[Passage to read]
CANADA

CANADA: New tunnel to model extreme weather
A Canadian university is to build a hexagonal wind tunnel that will for the first time allow simulation of tornadoes and other high-intensity wind systems.The University of Western Ontario will build the C$23.6 million (US$23 million) facility at a newly established advanced manufacturing park in its home city of London in Ontario.
Known as the Wind Engineering, Energy and Environment (WindEEE) Dome, it will be the world's first hexagonal wind tunnel.
The tunnel will be 40 metres across with a matrix of more than 100 fans, each about a metre in diameter. Together, they will be able to generate winds of up to 100 kilometres per hour.
The system will be able to simulate tornadoes, downbursts and gust fronts that cannot be created in any existing wind tunnels.
Construction will begin late in the northern hemisphere autumn and it should be operational by June 2012.
The WindEEE Dome's principal investigator is engineering professor Horia Hangan whose research focuses on wind tunnel simulations to study wakes, boundary layers, jets and tornado-like vortices.

[Information provided]

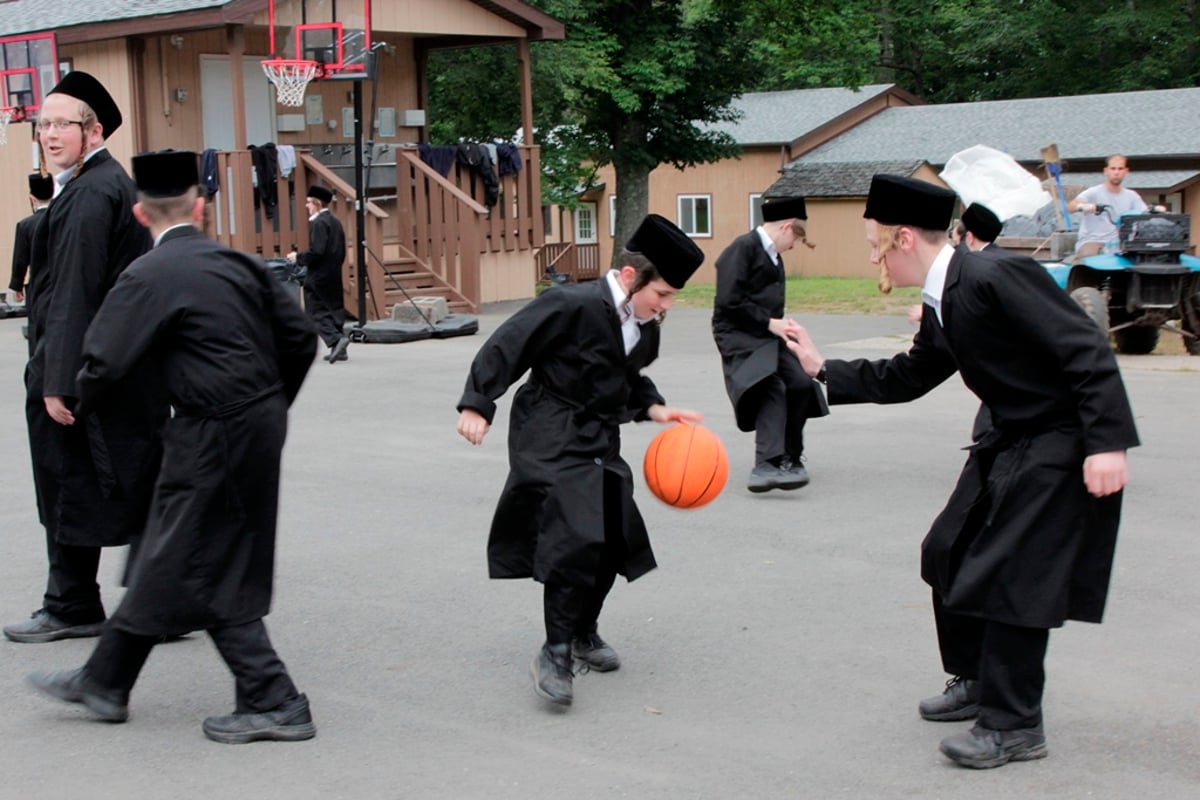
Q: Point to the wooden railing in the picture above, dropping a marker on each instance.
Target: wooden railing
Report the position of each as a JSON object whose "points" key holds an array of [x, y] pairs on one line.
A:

[Exercise set]
1 - Can you rewrite the paragraph in the wind tunnel article that begins "The tunnel will be 40 metres across" as a short list of its main facts?
2 - Could you carry on the article about the WindEEE Dome wind tunnel from its last sentence?

[Answer list]
1 -
- Width: 40 meters across
- Fans: more than 100, each about a meter in diameter
- Wind speed: up to 100 kilometers per hour, generated by the fans together

2 -
Hangan's work will further understanding of wind flow, wind energy, pollution dispersion, and how winds affect structures such as buildings and bridges.
"We anticipate that researchers and industrial partners across the country and internationally will find a home in WindEEE and that together we will find new ways to enhance the wind's creative energy and ways to dissipate its destructive nature," he said.
The University of Western Ontario is already home to the Boundary Layer Wind Tunnel Laboratory. It runs the 'Three Little Pigs' project, where a full-scale home is exposed to simulated winds up to a category five hurricane.
It also has the world's first hypobaric bird wind tunnel that allows the study of bird behaviour, physiology and neurobiology.